These are a few of the books that will be on my shelf for this summer--what about for you, and your bookshelf?

Yours in Christ,
Pastor Eric

Sunday, June 4, 2017

This Week's Sermon: "Fifty Days"

Acts 2:1-13

When Pentecost Day arrived, they were all together in one place. 2 Suddenly a sound from heaven like the howling of a fierce wind filled the entire house where they were sitting. 3 They saw what seemed to be individual flames of fire alighting on each one of them. 4 They were all filled with the Holy Spirit and began to speak in other languages as the Spirit enabled them to speak. 


5 There were pious Jews from every nation under heaven living in Jerusalem. 6 When they heard this sound, a crowd gathered. They were mystified because everyone heard them speaking in their native languages. 7 They were surprised and amazed, saying, “Look, aren’t all the people who are speaking Galileans, every one of them? 8 How then can each of us hear them speaking in our native language? 9 Parthians, Medes, and Elamites; as well as residents of Mesopotamia, Judea, and Cappadocia, Pontus and Asia, 10 Phrygia and Pamphylia, Egypt and the regions of Libya bordering Cyrene; and visitors from Rome (both Jews and converts to Judaism), 11 Cretans and Arabs—we hear them declaring the mighty works of God in our own languages!” 12 They were all surprised and bewildered. Some asked each other, “What does this mean?” 13 Others jeered at them, saying, “They’re full of new wine!” (Common English Bible)

Pentecost Sunday 2017

Last week, we spoke of the good and kind souls living thousands of miles away in Manchester who responded with compassion, love, and openness to the terrorist attack at the Ariana Grande concert that week. But Carrie Frank is not a good and kind soul living thousands of miles away—she is a good and kind soul living right here in Longview’s interstate neighbor, Rainier, and was recently the subject of a very touching and moving profile in our local paper.

In response to last year’s terrorist attack at the LGBTQ nightclub Pulse in Orlando that killed nearly fifty people, Carrie decided to do more than mourn—she decided to act, to show that people from all over cared about those who were lost and those who remained. The owner of a pottery store and an artist by trade, she handpainted over one hundred mugs bearing the names of the victims, calling them “cups of love.” She was determined to send them to the survivors and the families of the deceased. But then she hit a snag—she had no way of knowing to whom to send the cups of love to ensure that they made it to the correct people, families, and households. And I’ll let the writer of the profile on her, The Daily News’s Madelyn Reese, pick it up from there:

Dejected, Frank gave up for a time. Then just before Easter she contacted the Orlando police department again. That’s when she got in touch with administrative assistant Dorothy Patterson and told her about her “cups of love” project…Patterson was able to get Frank in contact with someone who would help her—the Orlando United Assistance Center…

Thanks to Patterson and officials in the police department, Frank will send off the cups next week (sic). The cups are filled with rainbow-colored jelly beans donated from the Jelly Belly Co., and the cups will be shipped through the Kelso J.C. Penney’s bulk shipping account.

§ **Data extract**
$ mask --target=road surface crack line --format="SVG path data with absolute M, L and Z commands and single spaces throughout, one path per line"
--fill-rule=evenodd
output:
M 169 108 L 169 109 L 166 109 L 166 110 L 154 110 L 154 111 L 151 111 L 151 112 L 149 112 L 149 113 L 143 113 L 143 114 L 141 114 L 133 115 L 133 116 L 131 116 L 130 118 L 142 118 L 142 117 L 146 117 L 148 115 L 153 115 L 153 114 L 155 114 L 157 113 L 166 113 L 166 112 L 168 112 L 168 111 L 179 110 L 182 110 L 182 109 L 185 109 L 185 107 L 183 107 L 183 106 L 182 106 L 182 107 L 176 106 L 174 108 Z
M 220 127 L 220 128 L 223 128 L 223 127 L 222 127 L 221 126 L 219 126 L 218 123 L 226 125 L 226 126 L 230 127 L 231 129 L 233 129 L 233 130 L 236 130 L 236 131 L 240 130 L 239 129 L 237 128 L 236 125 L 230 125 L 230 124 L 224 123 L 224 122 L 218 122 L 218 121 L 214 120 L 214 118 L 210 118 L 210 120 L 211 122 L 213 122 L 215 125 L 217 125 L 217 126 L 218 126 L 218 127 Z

§ **Stated problem**
Could you update the sermon excerpt, beginning at the words "Last week, we" and stopping after "our local paper.", so that "Manchester" reads "Paris"?

§ **Task answer**
Last week, we spoke of the good and kind souls living thousands of miles away in Paris who responded with compassion, love, and openness to the terrorist attack at the Ariana Grande concert that week. But Carrie Frank is not a good and kind soul living thousands of miles away—she is a good and kind soul living right here in Longview’s interstate neighbor, Rainier, and was recently the subject of a very touching and moving profile in our local paper.